● 課題 A
高岡正人氏のインタビューを、「高岡正人: こんにちは。番組に招待して頂き、ありがとうございます。」の語句から写し始め、「きっかけは何だったのですか?」まで写したところで止めて、一字も変えずに繰り返してください。
● 課題 B
高岡正人氏のインタビューによれば、高岡氏がハーバード大学ケネディスクールで取得した学位は何か。
● 課題 C
高岡正人氏のインタビューを、示された最後の文の後から書き継ぐこと。

● 出典
------------

高岡正人氏は、東京大学教養学部で国際関係論学士号を取得し、ハーバード大学ケネディスクールで行政学修士号を取得しました。外務省総合外交政策局軍備管理軍縮課兵器関連物資等不拡散室長、外務省大臣官房海外広報課長、外務省大臣官房参事官兼経済局副局長、財務省大臣官房審議官(国際局担当)、防衛庁書記官・防衛庁運用局訓練課長を歴任しました。高岡氏は、在インド日本大使館政務担当参事官、ウィーン国際機関日本政府代表部一等書記官、イラク駐在特命全権大使、シドニー総領事を務めた経験があります。2016年11月からモンゴル駐在特命全権大使を務めています。

J(ジャルガルサイハン): こんにちは。

高岡正人: こんにちは。番組に招待して頂き、ありがとうございます。

J: あなたがモンゴルに駐在する日本の特命全権大使に任命されて2年が経ちました。この11月に3年になると思います。今日までのモンゴルでの仕事について感想を聞かせてください。

高岡正人: とても素晴らしいです。私が2016年12月に初めてモンゴルに来た時は、私のモンゴルについての知識はとても限られていました。それから約3年が経とうとしています。今、振り返ってみると、モンゴルでの3年間はとても充実していました。モンゴルはとても素晴らしい国です。また、日本とモンゴルの関係はとても緊密かつ積極的です。ですから、両国には様々な可能性があると思います。

J: あなたはイラク駐在特命全権大使、オーストラリアのシドニーで総領事を務めていました。現在、あなたはモンゴルにいます。あなたが外交官への道を歩むきっかけは何だったのですか? 

高岡正人: とても興味深い質問ですね。実は、私は田舎の出身で、兵庫県の高校学校を卒業して大学では理科学を学んでいました。しかし、私は理化学よりも興味のある学問を見つけ、それが国際関係の専門でした。最初はジャーナリストになり、政府の政策を批判する評論家を目指していました。しかし現実は、私自身が政府の職に就き、政策の作成や政府のプロジェクトへ参加したいと思うようになりました。つまり、公務分野に入りたかったため、外交官の道を選びました。

------------

● 原資料
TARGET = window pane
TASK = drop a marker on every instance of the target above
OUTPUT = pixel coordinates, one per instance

------------

● 解答 A
高岡正人: こんにちは。番組に招待して頂き、ありがとうございます。

J: あなたがモンゴルに駐在する日本の特命全権大使に任命されて2年が経ちました。この11月に3年になると思います。今日までのモンゴルでの仕事について感想を聞かせてください。

高岡正人: とても素晴らしいです。私が2016年12月に初めてモンゴルに来た時は、私のモンゴルについての知識はとても限られていました。それから約3年が経とうとしています。今、振り返ってみると、モンゴルでの3年間はとても充実していました。モンゴルはとても素晴らしい国です。また、日本とモンゴルの関係はとても緊密かつ積極的です。ですから、両国には様々な可能性があると思います。

J: あなたはイラク駐在特命全権大使、オーストラリアのシドニーで総領事を務めていました。現在、あなたはモンゴルにいます。あなたが外交官への道を歩むきっかけは何だったのですか?

● 解答 B
行政学修士号。

● 解答 C
J: あなたはこれまで長く公職に就いてきました。1981年に外務省に入省し、ウィーン、イギリスなどの国に赴任してきました。そして、今日では外交公務の長にまで登り詰め、特命全権大使に二度任命されています。あなたは自身および日本の外務省の職務経験から、日本とモンゴルの外交の違いについて話して頂けますか?

高岡正人: 私はこの仕事を通じて、海外に赴任している、もしくは中央機関に務める多くの諸外国の外交官と会ってきました。私たちが直面する試練は似たようなもので、皆が1つの「言語」で話していると言えます。モンゴルの外務省の方たちと話していると、彼らが何を考えているかは直ぐに分かります。そのため、専門性において、例えば、外務大臣の前でどのような義務責任を負うのか、公共の利益のためにはどのように対応すべきか、国の立場を表明できる政策をどのように作成するかについて、私たちはお互いに同じように考えています。

J: 日本はモンゴルと初めて外交関係を樹立した西側諸国の1つです。モンゴルと最初に外交関係を樹立した西側の国はイギリスです。国交を樹立した当初、在モンゴル日本大使館はウランバートルホテルの中にありました。今日ではウランバートル市中心地にとてもきれいな建物を建てて、そこへ入っています。モンゴルと日本の外交および経済関係や協力活動は幅広くなっています。現在、両国の関係はハイレベルに達し、日本からモンゴルへの援助は増え続けています。このことを質的にみて、在モンゴル日本大使館がホテルから出て自分たちの建物を有するようになったことに例えても良いかもしれませんね。(笑)

あなたは特命全権大使として、政治および経済分野における日本とモンゴルの現状関係をどうみていますか?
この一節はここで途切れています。